**TASK TO CARRY OUT**
Take the entries below and print all of them exactly, please.

## BEGIN

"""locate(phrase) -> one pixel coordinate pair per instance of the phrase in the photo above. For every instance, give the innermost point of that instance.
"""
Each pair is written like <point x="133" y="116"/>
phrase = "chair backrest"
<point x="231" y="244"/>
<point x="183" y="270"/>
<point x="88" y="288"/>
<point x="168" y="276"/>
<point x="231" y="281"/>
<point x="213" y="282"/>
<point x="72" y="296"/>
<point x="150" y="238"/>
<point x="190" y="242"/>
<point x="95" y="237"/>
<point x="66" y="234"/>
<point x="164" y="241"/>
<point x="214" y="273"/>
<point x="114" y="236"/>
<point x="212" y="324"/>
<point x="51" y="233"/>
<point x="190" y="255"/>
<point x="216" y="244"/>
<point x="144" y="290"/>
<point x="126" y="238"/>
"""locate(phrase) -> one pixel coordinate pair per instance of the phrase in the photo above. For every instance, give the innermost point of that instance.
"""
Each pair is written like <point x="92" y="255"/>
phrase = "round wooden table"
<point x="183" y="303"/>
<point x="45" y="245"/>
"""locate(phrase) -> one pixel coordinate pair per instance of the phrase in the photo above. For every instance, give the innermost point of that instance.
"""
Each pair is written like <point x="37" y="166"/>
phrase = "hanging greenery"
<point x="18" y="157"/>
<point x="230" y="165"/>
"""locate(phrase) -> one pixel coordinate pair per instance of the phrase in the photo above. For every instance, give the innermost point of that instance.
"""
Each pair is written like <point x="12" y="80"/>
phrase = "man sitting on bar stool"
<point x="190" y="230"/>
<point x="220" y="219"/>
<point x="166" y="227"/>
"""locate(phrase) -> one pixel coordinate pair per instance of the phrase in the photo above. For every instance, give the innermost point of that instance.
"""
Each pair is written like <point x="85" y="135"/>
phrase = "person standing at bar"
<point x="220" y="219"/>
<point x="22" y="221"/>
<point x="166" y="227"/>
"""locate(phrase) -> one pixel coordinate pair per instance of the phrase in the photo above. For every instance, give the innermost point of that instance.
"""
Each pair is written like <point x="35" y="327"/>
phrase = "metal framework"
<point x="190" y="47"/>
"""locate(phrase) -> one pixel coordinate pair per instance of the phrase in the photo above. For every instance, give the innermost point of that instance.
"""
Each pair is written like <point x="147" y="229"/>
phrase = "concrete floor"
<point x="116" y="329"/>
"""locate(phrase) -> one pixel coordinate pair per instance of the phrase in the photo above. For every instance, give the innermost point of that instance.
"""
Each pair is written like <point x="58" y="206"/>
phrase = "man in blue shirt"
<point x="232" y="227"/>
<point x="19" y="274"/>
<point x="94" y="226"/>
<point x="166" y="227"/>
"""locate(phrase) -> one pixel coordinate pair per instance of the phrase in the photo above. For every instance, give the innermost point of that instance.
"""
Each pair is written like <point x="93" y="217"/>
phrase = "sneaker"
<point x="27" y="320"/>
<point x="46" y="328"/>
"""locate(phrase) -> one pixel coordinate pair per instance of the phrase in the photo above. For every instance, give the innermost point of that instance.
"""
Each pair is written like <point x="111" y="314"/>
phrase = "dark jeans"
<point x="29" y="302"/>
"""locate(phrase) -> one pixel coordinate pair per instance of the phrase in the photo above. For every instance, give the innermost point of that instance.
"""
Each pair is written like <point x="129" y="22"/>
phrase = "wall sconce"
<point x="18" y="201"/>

## END

**WRITTEN SOLUTION**
"""locate(phrase) -> one pixel coordinate pair per instance of the phrase in the photo above. For every instance, give the innermost point of that instance.
"""
Each pair is written like <point x="133" y="116"/>
phrase = "chair backrest"
<point x="231" y="244"/>
<point x="183" y="270"/>
<point x="88" y="288"/>
<point x="168" y="276"/>
<point x="231" y="281"/>
<point x="213" y="282"/>
<point x="72" y="296"/>
<point x="150" y="238"/>
<point x="190" y="242"/>
<point x="95" y="237"/>
<point x="66" y="234"/>
<point x="164" y="241"/>
<point x="214" y="273"/>
<point x="114" y="236"/>
<point x="212" y="324"/>
<point x="51" y="233"/>
<point x="190" y="255"/>
<point x="216" y="244"/>
<point x="144" y="290"/>
<point x="126" y="238"/>
"""locate(phrase) -> one pixel coordinate pair per instance of the phrase in the photo above. For every instance, give the innermost point of that instance.
"""
Each pair is written like <point x="92" y="255"/>
phrase = "round wooden table"
<point x="183" y="303"/>
<point x="45" y="245"/>
"""locate(phrase) -> one pixel coordinate pair per instance of the phrase in the photo above. For every instance, give the innermost point of that instance.
"""
Each pair is written like <point x="37" y="166"/>
phrase = "hanging greenery"
<point x="18" y="157"/>
<point x="230" y="165"/>
"""locate(phrase) -> one pixel coordinate pair per instance of the phrase in the photo above. For every instance, give the innermost point of that instance.
"""
Each pair is written like <point x="12" y="80"/>
phrase = "man sitting on bar stool"
<point x="190" y="230"/>
<point x="220" y="219"/>
<point x="166" y="227"/>
"""locate(phrase) -> one pixel coordinate pair per instance of the phrase in the photo above. For every instance, give the innermost point of that instance.
"""
Each pair is written like <point x="85" y="135"/>
phrase = "person standing at bar"
<point x="220" y="219"/>
<point x="22" y="221"/>
<point x="166" y="227"/>
"""locate(phrase) -> one pixel coordinate pair per instance of the phrase in the photo above. For every instance, give the innermost point of that instance.
"""
Each pair is written like <point x="35" y="327"/>
phrase = "metal framework"
<point x="190" y="47"/>
"""locate(phrase) -> one pixel coordinate pair per instance of the phrase in the photo above. For every instance, give the innermost point of that instance.
"""
Each pair is written like <point x="147" y="229"/>
phrase = "concrete floor"
<point x="116" y="329"/>
"""locate(phrase) -> one pixel coordinate pair per instance of the phrase in the photo above. For every instance, give the innermost point of that instance.
"""
Each pair is written like <point x="58" y="206"/>
phrase = "man in blue shirt"
<point x="232" y="227"/>
<point x="19" y="274"/>
<point x="94" y="226"/>
<point x="166" y="227"/>
"""locate(phrase) -> one pixel coordinate pair per instance of the phrase in the photo above. For every instance, give the innermost point of that instance.
"""
Each pair is written like <point x="93" y="217"/>
phrase = "sneaker"
<point x="27" y="320"/>
<point x="46" y="328"/>
"""locate(phrase) -> one pixel coordinate pair per instance of the phrase in the photo above. For every instance, give the innermost point of that instance.
"""
Each pair is written like <point x="111" y="314"/>
phrase = "dark jeans"
<point x="29" y="302"/>
"""locate(phrase) -> one pixel coordinate pair per instance of the phrase in the photo above. For every instance, give the innermost point of that instance.
"""
Each pair is written like <point x="129" y="22"/>
phrase = "wall sconce"
<point x="18" y="201"/>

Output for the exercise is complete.